No texto sobre a oposição venezuelana, quantos países reconheceram Guaidó logo a seguir à autoproclamação?

#### Texto:
"""

Guaidosismo telecomandado

Os obstáculos da oposição venezuelana não estão apenas no “chavismo”. As fissuras de longa data que Guaidó pareceu solucionar com a sua autoproclamação foram-se reabrindo com a frustração, tanto interna como internacional, provocada pela falta de resultados durante o ano.

Guaidó conseguiu imediatamente o reconhecimento de mais de 50 países, incluindo os Estados Unidos, a maioria dos latino-americanos e numerosos europeus; anunciou uma equipa governativa e enviou embaixadores para onde foi reconhecido; e voltou a colocar a crise venezuelana no plano internacional. 

Fracassou, porém, em quase todos os objectivos: não conseguiu que a chamada “ajuda humanitária” entrasse na Venezuela; a chamada “Operação Liberdade” com que pretendia derrubar Maduro ficou-se por uma mera intentona e colocou pedras no caminho da quarta negociação falhada nos seis anos passados desde a morte de Hugo Chávez.

O processo negocial de Oslo e Barbados, que decorreu entre Maio e Agosto, é o “cavalo de Tróia” que muitos analistas culpam da decomposição da oposição. As partes estiveram próximas de assinar um acordo que contemplava a saída de Guaidó e Maduro e que daria lugar a um governo de transição que guiasse o país até novas eleições e, entretanto, resolvesse a crise económica e humanitária.

O processo descarrilou por causa das sanções norte-americanas e Maduro concentrou-se então numa negociação paralela com os partidos minoritários da oposição. Esta deu frutos em Setembro, com um acordo para retomar as conversações incluindo pactos concretos como a libertação dos chamados “presos políticos”, o regresso dos deputados “chavistas” à Assembleia Nacional e a renovação do Conselho Nacional Eleitoral (CNE).

"""

#### Parte dos dados:
"""

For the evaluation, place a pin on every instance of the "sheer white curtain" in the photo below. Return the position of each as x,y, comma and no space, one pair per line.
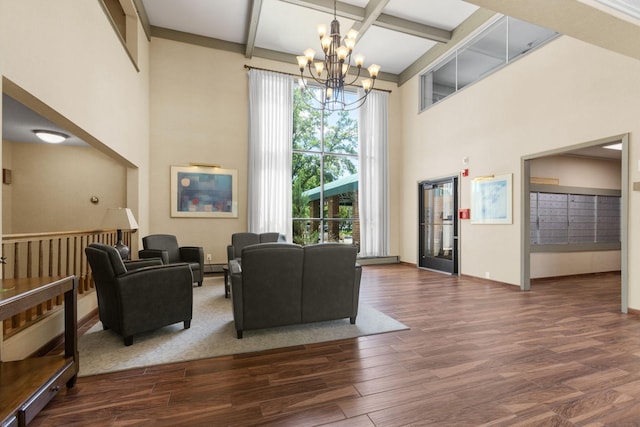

"""

#### Resultado do exercício:
Mais de 50 países.